Sequence of sequential features in a schema.

subset(features_to_keep)

Creates a subset of given features.

Parameters

features_to_keep (Iterable[str]) – A sequence of feature names in original schema to keep in subset.

Return type

TensorSchema

Returns

New tensor schema of given features.

property timestamp_feature_name: Optional[str]
Returns

Timestamp feature name.

property timestamp_features: TensorSchema
Returns

Sequence of timestamp features in a schema.

values()
Return type

ValuesView[TensorFeatureInfo]

SequenceTokenizer

class replay.data.nn.SequenceTokenizer(tensor_schema, handle_unknown_rule='error', default_value_rule=None, allow_collect_to_master=False)

Data tokenizer for transformers; Encodes all categorical features (the ones marked as FeatureType.CATEGORICAL in the FeatureSchema) and stores all data as items sequences (sorted by time if a feature of type FeatureHint.TIMESTAMP is provided, unsorted otherwise).

fit(dataset)
Parameters

dataset (Dataset) – input dataset to fit

Return type

SequenceTokenizer

Returns

fitted SequenceTokenizer

fit_transform(dataset)
Parameters

dataset (Dataset) – input dataset to transform

Return type

SequentialDataset

Returns

SequentialDataset

property interactions_encoder: Optional[LabelEncoder]
Returns

encoder for interactions

property item_features_encoder: Optional[LabelEncoder]
Returns

encoder for item features

property item_id_encoder: LabelEncoder
Returns

encoder for item id

classmethod load(cls, path, use_pickle=False, **kwargs)

Load tokenizer object from the given path.

Parameters
  • path (str) – Path to load the tokenizer.

━━━━━━━━━━━━━━━━━━━━

*Short exercise 1:* Please repeat the API documentation above word for word, from start to finish.
*Short exercise 2:* Copy the rows below verbatim, from the row with "of the framed" up to and including the row with "[[235, 274]]".

━━━━━━━━━━━━━━━━━━━━

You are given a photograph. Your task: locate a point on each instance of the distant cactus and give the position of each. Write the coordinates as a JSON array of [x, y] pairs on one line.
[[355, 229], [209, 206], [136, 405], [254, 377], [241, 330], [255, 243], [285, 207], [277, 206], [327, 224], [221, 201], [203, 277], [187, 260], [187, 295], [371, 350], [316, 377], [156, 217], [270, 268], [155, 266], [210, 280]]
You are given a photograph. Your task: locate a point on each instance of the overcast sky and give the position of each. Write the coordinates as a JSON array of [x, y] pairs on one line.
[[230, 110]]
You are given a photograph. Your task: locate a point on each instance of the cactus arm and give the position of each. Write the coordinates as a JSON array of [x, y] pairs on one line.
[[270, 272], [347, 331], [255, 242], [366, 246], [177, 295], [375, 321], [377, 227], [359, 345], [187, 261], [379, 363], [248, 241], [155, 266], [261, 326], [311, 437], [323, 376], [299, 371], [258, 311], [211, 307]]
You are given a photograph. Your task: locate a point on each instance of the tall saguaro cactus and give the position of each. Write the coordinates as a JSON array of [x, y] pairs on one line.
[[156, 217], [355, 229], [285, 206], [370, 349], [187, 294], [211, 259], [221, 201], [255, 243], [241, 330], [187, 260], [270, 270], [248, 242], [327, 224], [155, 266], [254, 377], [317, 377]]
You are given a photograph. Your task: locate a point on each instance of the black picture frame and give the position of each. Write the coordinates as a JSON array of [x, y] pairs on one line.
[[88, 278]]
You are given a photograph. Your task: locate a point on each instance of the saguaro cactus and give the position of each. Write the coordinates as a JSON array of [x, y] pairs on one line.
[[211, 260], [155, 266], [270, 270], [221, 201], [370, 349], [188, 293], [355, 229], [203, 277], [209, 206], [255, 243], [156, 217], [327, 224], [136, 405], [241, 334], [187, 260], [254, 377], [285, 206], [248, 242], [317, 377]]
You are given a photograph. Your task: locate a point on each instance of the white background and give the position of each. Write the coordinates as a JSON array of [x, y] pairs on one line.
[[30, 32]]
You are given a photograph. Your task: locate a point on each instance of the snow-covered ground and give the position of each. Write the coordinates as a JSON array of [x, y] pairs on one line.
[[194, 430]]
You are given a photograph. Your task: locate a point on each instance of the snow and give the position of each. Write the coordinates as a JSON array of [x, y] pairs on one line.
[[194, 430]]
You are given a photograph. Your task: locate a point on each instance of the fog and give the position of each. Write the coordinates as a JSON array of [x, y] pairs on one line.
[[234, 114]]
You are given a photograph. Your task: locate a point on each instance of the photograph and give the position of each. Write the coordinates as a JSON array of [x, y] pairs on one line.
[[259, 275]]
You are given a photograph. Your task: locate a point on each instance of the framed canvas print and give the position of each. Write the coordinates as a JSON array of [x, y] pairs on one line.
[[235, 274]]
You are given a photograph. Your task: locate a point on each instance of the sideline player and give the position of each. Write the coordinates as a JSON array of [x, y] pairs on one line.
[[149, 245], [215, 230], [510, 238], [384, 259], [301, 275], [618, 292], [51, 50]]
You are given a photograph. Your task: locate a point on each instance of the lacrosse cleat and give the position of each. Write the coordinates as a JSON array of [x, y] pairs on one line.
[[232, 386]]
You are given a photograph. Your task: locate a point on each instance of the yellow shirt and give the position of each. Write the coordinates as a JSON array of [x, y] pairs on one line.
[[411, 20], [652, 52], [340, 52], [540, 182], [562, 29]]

━━━━━━━━━━━━━━━━━━━━

*Full output 1:*
Sequence of sequential features in a schema.

subset(features_to_keep)

Creates a subset of given features.

Parameters

features_to_keep (Iterable[str]) – A sequence of feature names in original schema to keep in subset.

Return type

TensorSchema

Returns

New tensor schema of given features.

property timestamp_feature_name: Optional[str]
Returns

Timestamp feature name.

property timestamp_features: TensorSchema
Returns

Sequence of timestamp features in a schema.

values()
Return type

ValuesView[TensorFeatureInfo]

SequenceTokenizer

class replay.data.nn.SequenceTokenizer(tensor_schema, handle_unknown_rule='error', default_value_rule=None, allow_collect_to_master=False)

Data tokenizer for transformers; Encodes all categorical features (the ones marked as FeatureType.CATEGORICAL in the FeatureSchema) and stores all data as items sequences (sorted by time if a feature of type FeatureHint.TIMESTAMP is provided, unsorted otherwise).

fit(dataset)
Parameters

dataset (Dataset) – input dataset to fit

Return type

SequenceTokenizer

Returns

fitted SequenceTokenizer

fit_transform(dataset)
Parameters

dataset (Dataset) – input dataset to transform

Return type

SequentialDataset

Returns

SequentialDataset

property interactions_encoder: Optional[LabelEncoder]
Returns

encoder for interactions

property item_features_encoder: Optional[LabelEncoder]
Returns

encoder for item features

property item_id_encoder: LabelEncoder
Returns

encoder for item id

classmethod load(cls, path, use_pickle=False, **kwargs)

Load tokenizer object from the given path.

Parameters
  • path (str) – Path to load the tokenizer.

*Full output 2:*
You are given a photograph. Your task: locate a point on each instance of the framed canvas print and give the position of each. Write the coordinates as a JSON array of [x, y] pairs on one line.
[[235, 274]]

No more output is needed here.